**Description of the task**. Rewrite every line below from the line with "Coach's film review — highlight every dark blurred" to the line with "(0, 0), (586, 231)", both included, and offset each coordinate in the answer boxes by adding 119 to it. Leave all other lines as they are.
┌─ Raw data
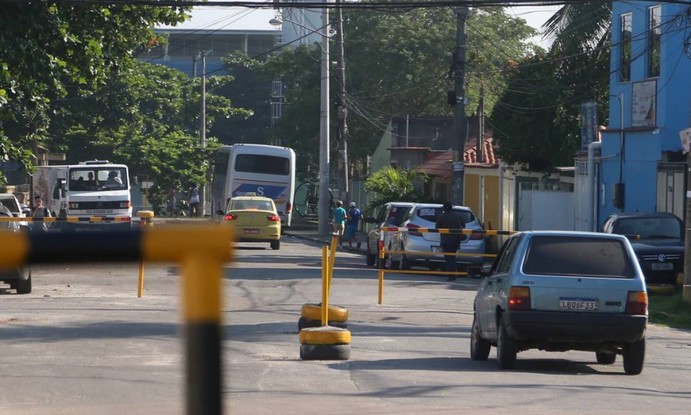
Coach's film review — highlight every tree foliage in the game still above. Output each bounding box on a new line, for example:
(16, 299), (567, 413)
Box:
(491, 2), (611, 171)
(365, 167), (428, 212)
(256, 7), (536, 180)
(0, 1), (189, 179)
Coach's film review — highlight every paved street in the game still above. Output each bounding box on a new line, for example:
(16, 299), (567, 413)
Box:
(0, 229), (691, 415)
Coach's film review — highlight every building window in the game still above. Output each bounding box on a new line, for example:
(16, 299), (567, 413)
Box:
(648, 6), (662, 78)
(619, 13), (631, 82)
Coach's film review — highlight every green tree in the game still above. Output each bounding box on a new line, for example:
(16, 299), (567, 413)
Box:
(491, 2), (611, 172)
(263, 7), (536, 180)
(365, 167), (428, 212)
(0, 1), (190, 177)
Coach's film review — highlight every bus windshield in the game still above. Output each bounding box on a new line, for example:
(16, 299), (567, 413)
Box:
(235, 154), (290, 176)
(68, 166), (128, 192)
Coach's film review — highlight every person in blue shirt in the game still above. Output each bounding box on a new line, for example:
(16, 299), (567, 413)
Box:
(344, 202), (362, 250)
(333, 200), (348, 237)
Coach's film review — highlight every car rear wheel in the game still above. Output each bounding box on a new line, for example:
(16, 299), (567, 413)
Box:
(595, 352), (617, 365)
(401, 255), (411, 270)
(10, 270), (31, 294)
(470, 316), (492, 360)
(497, 319), (518, 369)
(622, 339), (645, 375)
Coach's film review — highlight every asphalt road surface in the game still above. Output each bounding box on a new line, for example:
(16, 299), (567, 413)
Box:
(0, 237), (691, 415)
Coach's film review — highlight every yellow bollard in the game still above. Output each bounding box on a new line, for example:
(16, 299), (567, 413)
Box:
(322, 245), (329, 326)
(137, 210), (154, 298)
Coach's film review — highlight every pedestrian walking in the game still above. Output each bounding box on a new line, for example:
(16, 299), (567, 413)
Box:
(188, 184), (200, 217)
(436, 202), (465, 281)
(332, 200), (348, 243)
(344, 202), (362, 250)
(166, 186), (178, 216)
(31, 196), (52, 218)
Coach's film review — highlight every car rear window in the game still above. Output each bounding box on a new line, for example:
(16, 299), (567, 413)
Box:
(415, 207), (475, 223)
(386, 206), (410, 226)
(523, 236), (635, 278)
(614, 217), (683, 239)
(230, 200), (274, 210)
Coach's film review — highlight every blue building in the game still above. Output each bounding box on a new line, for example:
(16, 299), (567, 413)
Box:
(595, 1), (691, 226)
(139, 6), (280, 76)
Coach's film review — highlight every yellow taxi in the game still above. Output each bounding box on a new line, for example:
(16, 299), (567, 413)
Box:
(218, 196), (281, 249)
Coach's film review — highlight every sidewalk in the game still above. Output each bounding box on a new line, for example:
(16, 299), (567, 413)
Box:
(285, 215), (367, 255)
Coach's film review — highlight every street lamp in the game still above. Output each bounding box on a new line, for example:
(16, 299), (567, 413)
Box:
(269, 6), (330, 235)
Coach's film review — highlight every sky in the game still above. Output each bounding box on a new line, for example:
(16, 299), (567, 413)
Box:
(162, 1), (560, 46)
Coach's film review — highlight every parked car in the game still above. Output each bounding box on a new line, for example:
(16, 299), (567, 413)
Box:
(602, 212), (684, 285)
(216, 196), (281, 249)
(470, 231), (648, 375)
(0, 193), (31, 229)
(401, 203), (486, 272)
(365, 202), (415, 268)
(0, 207), (31, 294)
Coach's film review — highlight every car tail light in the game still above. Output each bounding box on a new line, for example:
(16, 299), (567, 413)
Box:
(626, 291), (648, 315)
(509, 287), (530, 310)
(405, 223), (422, 236)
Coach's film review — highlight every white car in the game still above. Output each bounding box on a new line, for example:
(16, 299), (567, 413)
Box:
(365, 202), (415, 269)
(401, 203), (486, 272)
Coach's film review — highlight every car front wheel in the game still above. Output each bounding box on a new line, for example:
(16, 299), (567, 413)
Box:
(622, 339), (645, 375)
(470, 316), (492, 360)
(595, 352), (617, 365)
(366, 241), (377, 267)
(497, 319), (518, 369)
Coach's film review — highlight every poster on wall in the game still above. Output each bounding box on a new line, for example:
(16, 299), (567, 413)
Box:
(631, 79), (657, 127)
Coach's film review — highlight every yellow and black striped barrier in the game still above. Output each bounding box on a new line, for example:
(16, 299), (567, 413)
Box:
(0, 226), (233, 414)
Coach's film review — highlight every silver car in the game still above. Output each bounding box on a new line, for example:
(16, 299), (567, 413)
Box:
(365, 202), (415, 268)
(401, 203), (485, 272)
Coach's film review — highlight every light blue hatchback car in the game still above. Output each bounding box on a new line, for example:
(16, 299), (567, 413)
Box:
(470, 231), (648, 375)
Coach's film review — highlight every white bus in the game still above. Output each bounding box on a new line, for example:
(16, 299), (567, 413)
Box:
(211, 144), (295, 227)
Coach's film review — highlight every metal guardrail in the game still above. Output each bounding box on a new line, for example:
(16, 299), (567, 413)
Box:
(0, 216), (132, 223)
(0, 224), (233, 415)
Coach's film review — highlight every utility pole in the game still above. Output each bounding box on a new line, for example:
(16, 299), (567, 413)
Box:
(336, 0), (350, 203)
(477, 84), (485, 163)
(451, 6), (468, 205)
(200, 51), (208, 217)
(681, 126), (691, 304)
(317, 4), (331, 235)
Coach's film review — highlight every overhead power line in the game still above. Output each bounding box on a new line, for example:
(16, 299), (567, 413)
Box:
(0, 0), (672, 9)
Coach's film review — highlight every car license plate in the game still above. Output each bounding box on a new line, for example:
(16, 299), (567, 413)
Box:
(652, 262), (674, 271)
(559, 298), (597, 311)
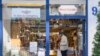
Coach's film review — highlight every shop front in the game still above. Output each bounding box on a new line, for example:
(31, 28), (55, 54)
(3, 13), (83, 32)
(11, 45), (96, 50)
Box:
(3, 4), (46, 56)
(2, 0), (88, 56)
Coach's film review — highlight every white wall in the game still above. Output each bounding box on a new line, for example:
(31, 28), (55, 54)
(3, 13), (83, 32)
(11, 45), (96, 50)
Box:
(88, 0), (100, 56)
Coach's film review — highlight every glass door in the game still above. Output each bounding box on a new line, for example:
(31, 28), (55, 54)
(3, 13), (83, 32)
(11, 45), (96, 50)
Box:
(50, 19), (84, 56)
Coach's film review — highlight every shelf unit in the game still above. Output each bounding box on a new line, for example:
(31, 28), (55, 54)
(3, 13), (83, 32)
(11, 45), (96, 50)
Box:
(46, 0), (88, 56)
(0, 0), (88, 56)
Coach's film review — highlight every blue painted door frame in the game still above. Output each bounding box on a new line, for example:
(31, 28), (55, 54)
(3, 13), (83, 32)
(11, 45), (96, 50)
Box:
(0, 0), (88, 56)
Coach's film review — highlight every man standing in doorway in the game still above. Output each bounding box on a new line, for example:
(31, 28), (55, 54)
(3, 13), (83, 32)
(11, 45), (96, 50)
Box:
(59, 31), (68, 56)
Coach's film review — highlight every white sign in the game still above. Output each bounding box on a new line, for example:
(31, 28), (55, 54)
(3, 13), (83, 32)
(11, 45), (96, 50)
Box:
(30, 42), (37, 54)
(12, 8), (40, 18)
(58, 5), (77, 15)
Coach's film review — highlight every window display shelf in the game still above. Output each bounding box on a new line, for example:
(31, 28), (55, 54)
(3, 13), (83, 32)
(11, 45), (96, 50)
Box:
(49, 16), (87, 19)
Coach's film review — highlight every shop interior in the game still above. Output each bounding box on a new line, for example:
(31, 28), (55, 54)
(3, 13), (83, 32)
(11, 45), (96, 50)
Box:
(50, 19), (83, 56)
(11, 19), (46, 56)
(49, 4), (86, 16)
(3, 4), (46, 56)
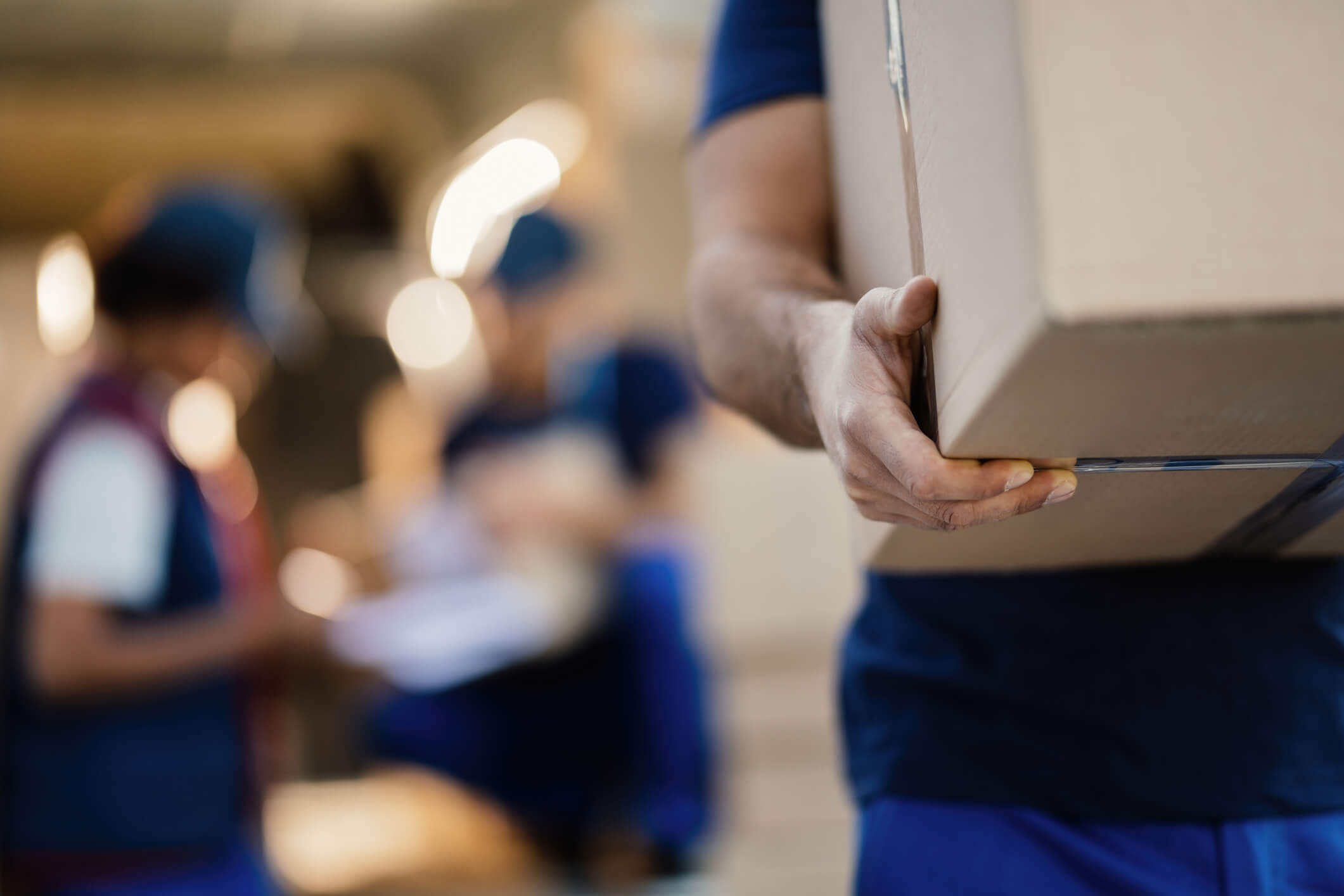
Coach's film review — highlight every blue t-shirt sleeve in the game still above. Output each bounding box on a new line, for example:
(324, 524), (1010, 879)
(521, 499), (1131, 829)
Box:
(699, 0), (825, 132)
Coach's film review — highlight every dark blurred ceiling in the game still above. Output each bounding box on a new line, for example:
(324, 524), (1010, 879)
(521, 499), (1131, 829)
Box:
(0, 0), (586, 231)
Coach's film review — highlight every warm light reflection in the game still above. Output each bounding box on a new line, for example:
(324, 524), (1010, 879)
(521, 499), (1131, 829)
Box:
(278, 548), (359, 618)
(264, 770), (534, 893)
(37, 234), (94, 355)
(387, 278), (476, 369)
(430, 137), (560, 278)
(465, 98), (589, 172)
(168, 379), (238, 470)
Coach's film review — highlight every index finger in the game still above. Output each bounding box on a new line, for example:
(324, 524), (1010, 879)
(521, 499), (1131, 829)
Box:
(868, 408), (1035, 501)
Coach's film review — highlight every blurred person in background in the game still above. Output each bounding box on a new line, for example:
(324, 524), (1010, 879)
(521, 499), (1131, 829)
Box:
(0, 182), (321, 896)
(354, 212), (714, 892)
(691, 0), (1344, 896)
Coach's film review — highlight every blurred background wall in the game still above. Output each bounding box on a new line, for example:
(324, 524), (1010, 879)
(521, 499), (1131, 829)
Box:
(0, 0), (856, 896)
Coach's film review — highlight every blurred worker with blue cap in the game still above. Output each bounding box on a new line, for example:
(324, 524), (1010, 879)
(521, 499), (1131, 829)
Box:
(373, 212), (714, 892)
(0, 182), (321, 896)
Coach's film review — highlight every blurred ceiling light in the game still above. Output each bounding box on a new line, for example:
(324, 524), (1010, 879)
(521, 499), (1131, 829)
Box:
(278, 548), (359, 619)
(226, 0), (304, 59)
(37, 234), (94, 355)
(168, 379), (238, 471)
(463, 98), (589, 172)
(430, 137), (560, 279)
(387, 278), (476, 369)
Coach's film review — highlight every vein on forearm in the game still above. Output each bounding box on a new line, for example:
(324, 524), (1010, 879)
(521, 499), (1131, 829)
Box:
(691, 231), (842, 447)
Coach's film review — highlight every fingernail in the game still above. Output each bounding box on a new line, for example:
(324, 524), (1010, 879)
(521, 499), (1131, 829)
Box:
(1046, 482), (1078, 506)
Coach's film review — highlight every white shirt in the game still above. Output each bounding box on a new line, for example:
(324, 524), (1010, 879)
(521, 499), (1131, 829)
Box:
(23, 421), (174, 610)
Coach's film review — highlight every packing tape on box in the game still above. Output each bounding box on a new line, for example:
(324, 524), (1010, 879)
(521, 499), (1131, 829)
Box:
(885, 0), (1344, 556)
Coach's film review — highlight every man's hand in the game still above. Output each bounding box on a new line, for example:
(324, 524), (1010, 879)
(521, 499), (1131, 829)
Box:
(798, 277), (1078, 530)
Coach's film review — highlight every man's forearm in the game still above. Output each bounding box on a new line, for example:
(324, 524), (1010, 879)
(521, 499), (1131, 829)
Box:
(30, 602), (267, 698)
(691, 234), (854, 447)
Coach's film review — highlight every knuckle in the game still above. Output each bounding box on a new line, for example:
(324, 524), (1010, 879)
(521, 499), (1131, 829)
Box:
(906, 471), (940, 501)
(836, 399), (867, 440)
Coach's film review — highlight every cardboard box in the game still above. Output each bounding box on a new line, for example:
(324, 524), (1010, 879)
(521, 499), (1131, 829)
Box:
(822, 0), (1344, 570)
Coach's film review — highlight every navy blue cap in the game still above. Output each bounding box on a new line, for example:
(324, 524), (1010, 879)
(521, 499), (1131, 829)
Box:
(490, 211), (585, 305)
(97, 181), (301, 341)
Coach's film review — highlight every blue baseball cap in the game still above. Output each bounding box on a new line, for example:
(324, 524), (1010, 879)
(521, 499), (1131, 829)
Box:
(97, 180), (316, 350)
(490, 211), (585, 305)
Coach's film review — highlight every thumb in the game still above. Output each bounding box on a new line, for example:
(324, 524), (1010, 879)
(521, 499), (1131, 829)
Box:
(854, 277), (938, 341)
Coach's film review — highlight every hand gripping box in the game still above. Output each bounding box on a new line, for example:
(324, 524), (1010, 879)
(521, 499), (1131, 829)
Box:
(822, 0), (1344, 571)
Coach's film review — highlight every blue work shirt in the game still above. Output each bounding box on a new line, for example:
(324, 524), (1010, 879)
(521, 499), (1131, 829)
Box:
(700, 0), (1344, 821)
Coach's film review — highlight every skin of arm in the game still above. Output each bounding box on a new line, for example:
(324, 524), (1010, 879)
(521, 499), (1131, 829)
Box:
(27, 594), (323, 700)
(689, 98), (1077, 530)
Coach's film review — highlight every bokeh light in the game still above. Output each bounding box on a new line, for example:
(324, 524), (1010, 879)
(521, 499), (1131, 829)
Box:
(387, 278), (476, 369)
(430, 137), (560, 278)
(466, 98), (589, 172)
(278, 548), (359, 619)
(168, 378), (238, 470)
(37, 234), (94, 355)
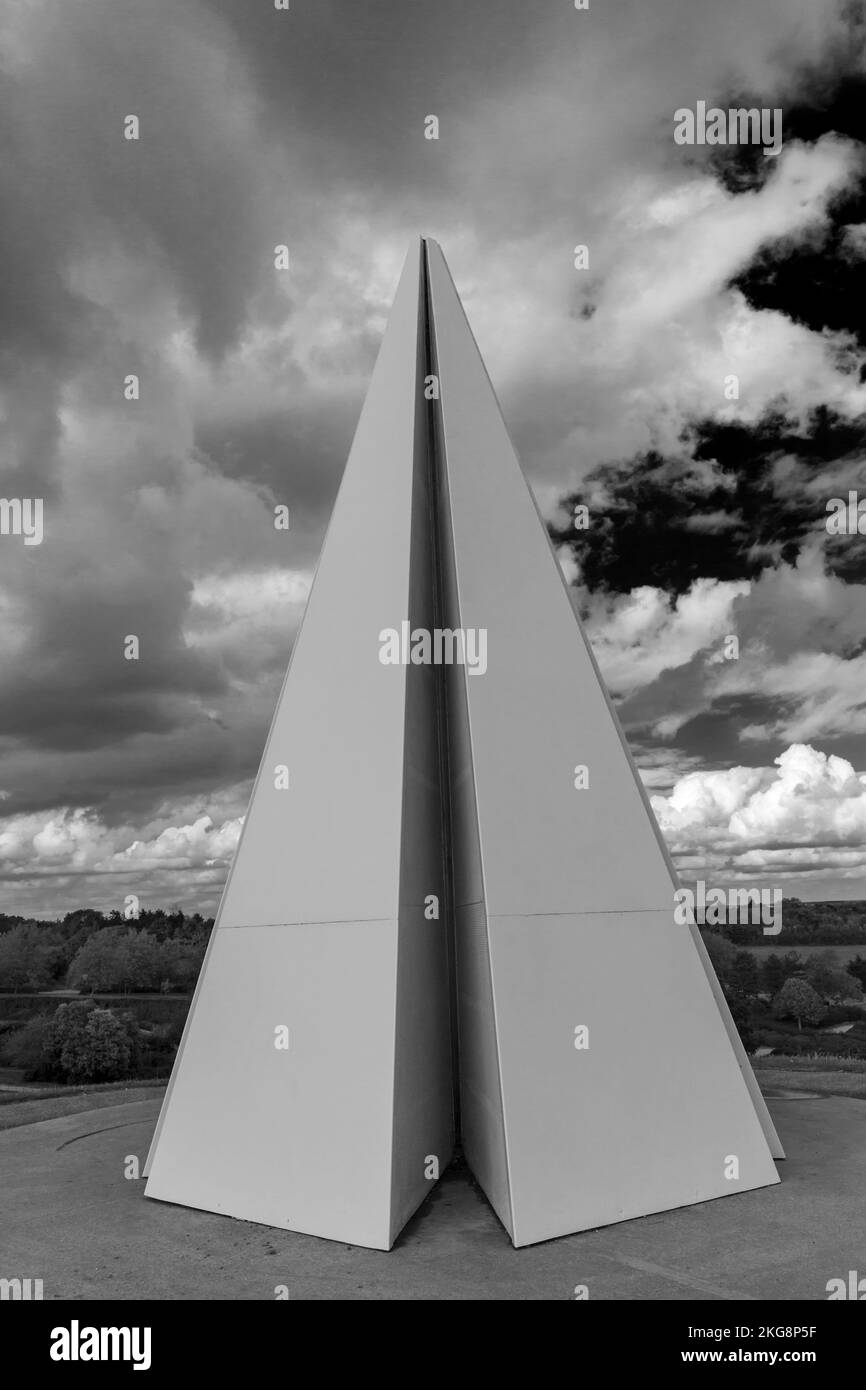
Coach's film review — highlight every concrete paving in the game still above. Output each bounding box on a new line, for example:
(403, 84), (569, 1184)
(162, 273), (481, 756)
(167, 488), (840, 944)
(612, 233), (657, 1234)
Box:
(0, 1079), (866, 1301)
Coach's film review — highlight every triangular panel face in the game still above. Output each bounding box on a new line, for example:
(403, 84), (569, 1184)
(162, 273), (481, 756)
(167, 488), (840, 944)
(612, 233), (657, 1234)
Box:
(428, 242), (778, 1245)
(147, 247), (453, 1248)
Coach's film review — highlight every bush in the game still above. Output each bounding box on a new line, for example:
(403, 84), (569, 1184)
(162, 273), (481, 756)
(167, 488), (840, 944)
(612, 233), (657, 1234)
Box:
(3, 1002), (135, 1083)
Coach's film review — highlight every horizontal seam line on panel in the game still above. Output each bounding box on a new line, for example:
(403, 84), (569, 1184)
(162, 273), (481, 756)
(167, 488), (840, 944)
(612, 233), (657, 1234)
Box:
(222, 904), (400, 931)
(488, 904), (678, 926)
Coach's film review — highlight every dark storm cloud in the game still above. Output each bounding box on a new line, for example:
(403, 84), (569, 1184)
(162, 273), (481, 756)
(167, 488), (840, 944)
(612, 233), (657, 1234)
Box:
(0, 0), (866, 908)
(550, 407), (866, 594)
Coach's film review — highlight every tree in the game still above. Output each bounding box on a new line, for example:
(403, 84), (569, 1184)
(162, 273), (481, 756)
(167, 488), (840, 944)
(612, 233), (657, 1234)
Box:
(0, 922), (63, 991)
(50, 1002), (132, 1081)
(848, 954), (866, 990)
(701, 931), (737, 986)
(728, 951), (760, 999)
(70, 927), (164, 994)
(805, 951), (863, 1004)
(760, 951), (790, 998)
(773, 976), (827, 1030)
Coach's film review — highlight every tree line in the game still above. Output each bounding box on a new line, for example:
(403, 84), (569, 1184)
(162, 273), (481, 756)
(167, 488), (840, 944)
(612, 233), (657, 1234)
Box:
(0, 908), (213, 994)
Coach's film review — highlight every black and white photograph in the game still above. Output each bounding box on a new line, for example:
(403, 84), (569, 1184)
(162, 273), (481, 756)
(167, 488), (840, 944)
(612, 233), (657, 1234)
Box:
(0, 0), (866, 1345)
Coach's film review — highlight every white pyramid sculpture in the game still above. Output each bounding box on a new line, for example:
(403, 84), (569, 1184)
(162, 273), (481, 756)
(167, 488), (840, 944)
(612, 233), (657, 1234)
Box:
(146, 239), (784, 1250)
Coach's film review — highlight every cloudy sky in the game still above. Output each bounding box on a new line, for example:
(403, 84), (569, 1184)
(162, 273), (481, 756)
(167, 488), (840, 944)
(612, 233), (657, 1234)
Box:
└─
**Answer to this task**.
Coach's film review — highlight every dark blurred ceiling in the game still above. Output each bounding box on a new line, for example:
(324, 524), (1010, 879)
(521, 499), (1131, 829)
Box:
(119, 119), (705, 350)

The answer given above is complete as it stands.